> _STATED EXERCISE_
Reproduce every line of the material below verbatim, preserving its order, spacing, and indentation.

────────────────

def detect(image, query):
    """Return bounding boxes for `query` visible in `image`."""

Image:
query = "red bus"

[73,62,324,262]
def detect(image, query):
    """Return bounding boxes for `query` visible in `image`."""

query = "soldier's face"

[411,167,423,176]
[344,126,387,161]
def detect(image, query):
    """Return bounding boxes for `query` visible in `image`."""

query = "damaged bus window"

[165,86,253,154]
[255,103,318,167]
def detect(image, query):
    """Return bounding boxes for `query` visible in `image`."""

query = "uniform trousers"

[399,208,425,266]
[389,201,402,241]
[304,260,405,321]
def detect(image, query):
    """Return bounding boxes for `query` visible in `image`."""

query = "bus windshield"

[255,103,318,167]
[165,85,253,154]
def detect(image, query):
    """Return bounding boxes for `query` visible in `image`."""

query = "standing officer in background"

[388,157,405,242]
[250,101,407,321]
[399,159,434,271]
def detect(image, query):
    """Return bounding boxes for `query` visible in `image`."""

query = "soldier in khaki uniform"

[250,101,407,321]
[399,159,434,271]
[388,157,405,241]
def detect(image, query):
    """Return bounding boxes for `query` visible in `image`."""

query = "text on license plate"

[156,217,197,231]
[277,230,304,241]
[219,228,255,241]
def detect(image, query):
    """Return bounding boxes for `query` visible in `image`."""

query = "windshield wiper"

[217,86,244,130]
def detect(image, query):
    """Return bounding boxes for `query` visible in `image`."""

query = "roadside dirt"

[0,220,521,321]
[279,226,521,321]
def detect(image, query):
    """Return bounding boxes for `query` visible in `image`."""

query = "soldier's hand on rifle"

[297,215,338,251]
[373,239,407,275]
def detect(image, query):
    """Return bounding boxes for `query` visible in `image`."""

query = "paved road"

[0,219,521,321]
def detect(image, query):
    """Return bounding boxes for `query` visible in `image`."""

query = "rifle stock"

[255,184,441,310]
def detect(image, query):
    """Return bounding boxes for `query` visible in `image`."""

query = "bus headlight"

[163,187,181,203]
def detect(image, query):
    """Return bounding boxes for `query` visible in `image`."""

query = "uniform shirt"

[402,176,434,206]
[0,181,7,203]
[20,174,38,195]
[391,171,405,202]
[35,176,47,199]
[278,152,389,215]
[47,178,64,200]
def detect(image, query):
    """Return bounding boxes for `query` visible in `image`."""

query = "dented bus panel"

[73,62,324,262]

────────────────

> _OUTPUT FOR THIS EXERCISE_
def detect(image, query):
    """Return bounding boxes for `query` visible in `image`."""

Image:
query = "red bus"

[73,62,324,262]
def detect(image, query):
    """Return bounding boxes for `query` visible in `image`."""

query = "soldier's face"

[411,167,423,176]
[344,126,387,161]
def detect(image, query):
    """Return bounding boxes for `query` visible in `image`."""

query = "damaged bus window"

[165,86,253,154]
[255,103,318,167]
def detect(image, query):
    """Return bounding boxes for `query` visible in `image`."""

query = "uniform trousers"

[399,208,425,266]
[389,201,402,241]
[304,260,405,321]
def detect(image, query):
    """Return bounding boxes for `query` visible in `image`."""

query = "bus windshield"

[255,103,318,167]
[165,85,253,154]
def detect(image, query):
    """Return bounding boxes for `query` visible in `image`."""

query = "standing officer in background"

[388,157,405,242]
[250,101,407,321]
[399,159,434,271]
def detect(image, query):
    """Return bounding boxes for `query` visible in `image`."""

query = "soldier in khaki uniform"

[250,101,407,321]
[399,159,434,271]
[388,157,405,241]
def detect(image, query):
    """Return bounding boxes for `query` visible in `image`."""

query = "text on license plate"

[156,217,197,231]
[277,230,304,241]
[219,228,255,241]
def detect(image, query):
    """Return bounding boxes for `query` visible in `image`."""

query = "windshield wiper"

[217,86,244,130]
def detect(image, query):
    """Return bounding boxes for `query` visible in `image`."""

query = "roadside dirt"

[0,220,521,321]
[279,226,521,321]
def detect(image, query):
    """Return bounding boxes for `query` visible in `image`."""

query = "soldier's hand on rifle"

[297,215,338,251]
[373,239,407,275]
def detect(image, query):
    """Return bounding boxes for `query` visible in `image`."""

query = "paved road"

[0,219,521,321]
def detect(image, query):
    """Return bounding boxes for `query` visible in `image`."""

query = "rifle stock"

[255,184,441,310]
def detect(image, query):
    """Return bounding boxes for `query` visible in `image`."""

query = "bus headlight"

[163,187,181,203]
def detect(image, query):
    """Return bounding boxes for `query` visible in `image`."""

query = "uniform shirt"

[402,176,434,206]
[0,181,7,203]
[20,174,38,195]
[391,171,405,202]
[35,176,47,199]
[278,152,389,215]
[47,178,64,200]
def detect(image, query):
    """Return bounding boxes for `query` visible in `image`."""

query = "dented bus panel"

[73,62,324,262]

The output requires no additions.